• Requirement: Return each line of the records that contains the word "black".

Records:
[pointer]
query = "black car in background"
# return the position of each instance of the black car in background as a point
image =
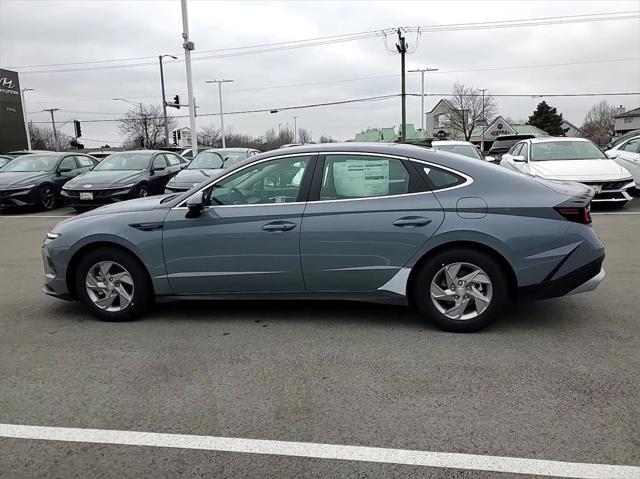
(37, 179)
(4, 160)
(122, 176)
(503, 144)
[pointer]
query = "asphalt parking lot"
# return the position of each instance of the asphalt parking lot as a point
(557, 380)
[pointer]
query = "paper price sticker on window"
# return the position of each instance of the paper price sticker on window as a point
(361, 178)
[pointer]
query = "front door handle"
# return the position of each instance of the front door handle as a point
(279, 226)
(412, 221)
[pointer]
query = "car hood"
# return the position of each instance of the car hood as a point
(104, 179)
(16, 179)
(193, 177)
(578, 170)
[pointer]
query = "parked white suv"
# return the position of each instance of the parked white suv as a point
(572, 159)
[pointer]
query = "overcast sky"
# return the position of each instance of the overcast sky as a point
(50, 31)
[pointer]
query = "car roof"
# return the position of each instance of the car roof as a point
(547, 139)
(450, 142)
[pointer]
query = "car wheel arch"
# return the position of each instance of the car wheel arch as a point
(77, 256)
(502, 261)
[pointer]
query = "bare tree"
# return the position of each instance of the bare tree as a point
(42, 138)
(599, 121)
(144, 126)
(210, 136)
(467, 111)
(304, 136)
(326, 139)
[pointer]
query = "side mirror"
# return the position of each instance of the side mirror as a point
(195, 204)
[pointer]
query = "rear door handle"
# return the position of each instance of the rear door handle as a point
(412, 221)
(279, 226)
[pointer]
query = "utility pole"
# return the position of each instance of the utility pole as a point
(484, 121)
(24, 115)
(53, 124)
(295, 129)
(220, 82)
(188, 46)
(164, 100)
(402, 49)
(422, 71)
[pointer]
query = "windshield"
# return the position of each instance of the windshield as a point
(465, 150)
(232, 157)
(206, 160)
(32, 163)
(566, 150)
(125, 161)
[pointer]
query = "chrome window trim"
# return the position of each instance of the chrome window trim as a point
(468, 179)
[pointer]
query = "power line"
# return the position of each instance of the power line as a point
(294, 44)
(368, 99)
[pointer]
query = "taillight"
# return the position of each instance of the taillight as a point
(577, 215)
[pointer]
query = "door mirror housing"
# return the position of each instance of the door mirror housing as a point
(195, 204)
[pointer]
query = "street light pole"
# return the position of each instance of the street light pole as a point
(295, 129)
(220, 82)
(24, 115)
(484, 121)
(422, 72)
(188, 46)
(164, 100)
(53, 124)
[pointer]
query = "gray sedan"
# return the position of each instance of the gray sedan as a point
(454, 237)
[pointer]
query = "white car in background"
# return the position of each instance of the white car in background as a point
(572, 159)
(463, 148)
(627, 155)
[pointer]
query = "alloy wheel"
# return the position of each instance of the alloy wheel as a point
(109, 286)
(461, 291)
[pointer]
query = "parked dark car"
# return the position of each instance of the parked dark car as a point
(201, 168)
(122, 176)
(503, 144)
(37, 179)
(4, 160)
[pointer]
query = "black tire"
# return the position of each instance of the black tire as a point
(46, 197)
(142, 191)
(142, 297)
(422, 287)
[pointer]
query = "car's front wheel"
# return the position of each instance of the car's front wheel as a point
(113, 285)
(461, 290)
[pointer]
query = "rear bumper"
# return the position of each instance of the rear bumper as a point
(580, 280)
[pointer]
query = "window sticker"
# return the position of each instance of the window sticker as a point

• Output for this task:
query = "black car in background"
# return the position of each instance of the black car in background as a point
query = "black tire"
# return the position of each instance of the black tire as a point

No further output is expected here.